GIVEN TEXT
--
I will be back Wednesday in time to rest and recover before going to the opera again on Thursday,  This time it is Tosca, with the Mighty Bryn as Scarpia and boy am I looking forward to that.  However, as seems to be my lot recently, Deborah Voight who I was hugely looking forward to hearing as Tosca, now there is a woman with a voice, has cancelled and the Opera House had to email again to inform me of yet another cancellation.  However, they were sure I would be delighted to know that I would be hearing Angela Gheorgiou instead.....

Anybody whose is interested in what I think of this Diva can read my report on Tosca when I first saw it two years ago here.  Still, as long as Bryn is there I shall be a happy woman.

Oh and the photo is the River Wye taken a couple of weeks ago during my visit to Hay.

06 July 2009

Night at the Opera

A few weeks ago I ranted on Random about the fact that Juan Diego Florez had pulled out of the performance of the Barber of Seville for which I had tickets.  I was livid and fired off a blistering email to Covent Garden and to my astonishment received a telephone call from them full of apologies and giving me tickets for another night.  I was delighted.  Then two weeks later I received another email from the Opera House saying they could not believe they were writing to me again, this time to let me know that Simon Keenlyside, who was due to sing Figaro, had been ordered to rest his voice by his doctor and was out of the run.  At this stage I contacted Covent Garden and said I would be Jdfhappy if the orchestra promise to turn up.....

When I finally got there, with fingers crossed that nothing esle would go wrong, it was to find a performance of Barber of Seville which was well night perfect.  No weak link in the casting at all, in fact with all due deference to Simon Keenlyside who I love, I cannot see that he would have sung Figaro any better than his replacement, Pietro Spagnoli, who I had never heard of and who was terrific.  Made his opening entrance from the back of the stalls and walked his way through the audience.  The Rosina was sung by Joyce DiDonato, another singer of whom I knew nothing, but oh what a lovely voice, creamy and luscious and a gorgeous top range. 

The chorus were excellent, firstly as the musicians accompanying Count Almaviva's serenade to Rosina, and then later as the local Guard, dressed all in blue uniforms and clutching truncheons and looking like something out of HMS Pinafore.  The opera was set in the 1950's with wonderful colours and costumes (save for Almaviva who was attired in a dashing frock coat and breeches), and in order to emphasis Rosina's confined life and being kept indoor by her guardian, Dr Bartolo, was in a boxed set which began to sway to and fro in the climatic ensemble at the end of Act One where all the protagonists express their varied feelings.  Backwards and forwards it went, side to side with all the singers staggering and stumbling backwards and forwards and I wondered how they could possibly sing under these circumstances.
--
INFORMATION GIVEN
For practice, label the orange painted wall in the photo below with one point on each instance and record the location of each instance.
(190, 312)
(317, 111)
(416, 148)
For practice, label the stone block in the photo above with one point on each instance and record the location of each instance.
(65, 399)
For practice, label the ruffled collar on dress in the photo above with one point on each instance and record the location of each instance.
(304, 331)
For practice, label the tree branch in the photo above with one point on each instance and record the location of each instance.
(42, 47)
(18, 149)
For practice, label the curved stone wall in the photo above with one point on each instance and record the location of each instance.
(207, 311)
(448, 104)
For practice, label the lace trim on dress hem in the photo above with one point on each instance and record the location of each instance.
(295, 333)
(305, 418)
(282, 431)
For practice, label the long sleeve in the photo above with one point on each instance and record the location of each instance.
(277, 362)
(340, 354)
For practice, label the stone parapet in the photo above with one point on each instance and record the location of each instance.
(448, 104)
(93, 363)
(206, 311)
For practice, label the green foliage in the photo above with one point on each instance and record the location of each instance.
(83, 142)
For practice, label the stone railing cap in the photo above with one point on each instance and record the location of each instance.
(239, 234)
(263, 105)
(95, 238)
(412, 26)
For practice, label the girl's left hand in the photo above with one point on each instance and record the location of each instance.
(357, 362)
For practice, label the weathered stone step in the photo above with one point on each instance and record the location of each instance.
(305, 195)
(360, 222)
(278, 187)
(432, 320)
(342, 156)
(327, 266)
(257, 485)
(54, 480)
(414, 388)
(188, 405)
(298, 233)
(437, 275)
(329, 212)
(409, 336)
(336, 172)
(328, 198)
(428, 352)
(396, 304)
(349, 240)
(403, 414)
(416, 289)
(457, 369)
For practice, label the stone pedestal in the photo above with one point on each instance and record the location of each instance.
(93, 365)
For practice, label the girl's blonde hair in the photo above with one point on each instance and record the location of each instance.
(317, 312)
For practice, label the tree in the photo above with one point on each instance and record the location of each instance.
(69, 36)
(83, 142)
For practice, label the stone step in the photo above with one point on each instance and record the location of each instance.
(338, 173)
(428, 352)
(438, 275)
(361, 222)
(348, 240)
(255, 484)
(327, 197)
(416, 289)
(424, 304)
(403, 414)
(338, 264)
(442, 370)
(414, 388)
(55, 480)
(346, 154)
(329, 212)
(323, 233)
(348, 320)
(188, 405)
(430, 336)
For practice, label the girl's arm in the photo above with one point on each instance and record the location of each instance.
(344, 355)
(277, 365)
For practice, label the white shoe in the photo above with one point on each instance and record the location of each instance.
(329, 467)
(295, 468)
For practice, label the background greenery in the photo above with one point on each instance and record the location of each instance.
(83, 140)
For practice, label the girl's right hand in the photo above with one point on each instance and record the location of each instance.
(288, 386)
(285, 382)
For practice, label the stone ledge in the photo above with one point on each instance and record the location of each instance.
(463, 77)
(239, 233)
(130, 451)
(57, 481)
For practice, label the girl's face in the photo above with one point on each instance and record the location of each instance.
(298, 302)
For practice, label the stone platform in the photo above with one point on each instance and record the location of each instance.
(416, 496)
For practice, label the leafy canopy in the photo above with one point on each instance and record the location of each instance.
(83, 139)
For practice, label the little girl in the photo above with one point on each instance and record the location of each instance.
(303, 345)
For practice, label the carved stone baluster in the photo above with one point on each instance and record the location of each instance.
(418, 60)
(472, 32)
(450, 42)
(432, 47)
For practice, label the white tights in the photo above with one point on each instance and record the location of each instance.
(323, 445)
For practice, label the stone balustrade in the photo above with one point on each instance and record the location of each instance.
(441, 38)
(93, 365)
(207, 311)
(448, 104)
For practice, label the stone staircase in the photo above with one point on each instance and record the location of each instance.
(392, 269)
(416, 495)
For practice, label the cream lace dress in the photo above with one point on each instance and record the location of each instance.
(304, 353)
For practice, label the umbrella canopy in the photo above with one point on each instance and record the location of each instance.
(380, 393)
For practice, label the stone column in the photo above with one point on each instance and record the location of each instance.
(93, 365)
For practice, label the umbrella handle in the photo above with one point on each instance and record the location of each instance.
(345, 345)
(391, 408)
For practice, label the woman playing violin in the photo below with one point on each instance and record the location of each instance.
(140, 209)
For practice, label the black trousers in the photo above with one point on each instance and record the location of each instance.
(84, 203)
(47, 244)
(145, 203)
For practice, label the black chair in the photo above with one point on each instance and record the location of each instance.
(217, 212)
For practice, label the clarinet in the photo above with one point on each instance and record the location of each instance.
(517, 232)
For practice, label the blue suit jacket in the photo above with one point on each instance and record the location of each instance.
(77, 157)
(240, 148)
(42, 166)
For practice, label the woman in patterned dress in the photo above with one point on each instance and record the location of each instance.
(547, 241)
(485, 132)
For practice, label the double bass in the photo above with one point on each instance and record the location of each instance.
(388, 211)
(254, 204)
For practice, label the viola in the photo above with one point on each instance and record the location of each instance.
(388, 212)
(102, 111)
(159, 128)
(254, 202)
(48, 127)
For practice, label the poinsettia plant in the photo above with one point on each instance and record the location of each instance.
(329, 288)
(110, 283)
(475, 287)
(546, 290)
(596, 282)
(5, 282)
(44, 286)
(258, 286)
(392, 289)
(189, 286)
--
TASK LIST
A – In the opera blog post, translate this sentence into French: "Still, as long as Bryn is there I shall be a happy woman."
B – Rewrite the entries from the line containing "For practice, label the woman in" through the end of the entries, inclusive, as a JSON list of strings, one string per line, with blank lines omitted.

RESULTS FOR EACH TASK
A – Malgré tout, tant que Bryn sera là, je serai une femme heureuse.

B –
[
  "For practice, label the woman in patterned dress in the photo above with one point on each instance and record the location of each instance.",
  "(547, 241)",
  "(485, 132)",
  "For practice, label the double bass in the photo above with one point on each instance and record the location of each instance.",
  "(388, 211)",
  "(254, 204)",
  "For practice, label the viola in the photo above with one point on each instance and record the location of each instance.",
  "(388, 212)",
  "(102, 111)",
  "(159, 128)",
  "(254, 202)",
  "(48, 127)",
  "For practice, label the poinsettia plant in the photo above with one point on each instance and record the location of each instance.",
  "(329, 288)",
  "(110, 283)",
  "(475, 287)",
  "(546, 290)",
  "(596, 282)",
  "(5, 282)",
  "(44, 286)",
  "(258, 286)",
  "(392, 289)",
  "(189, 286)"
]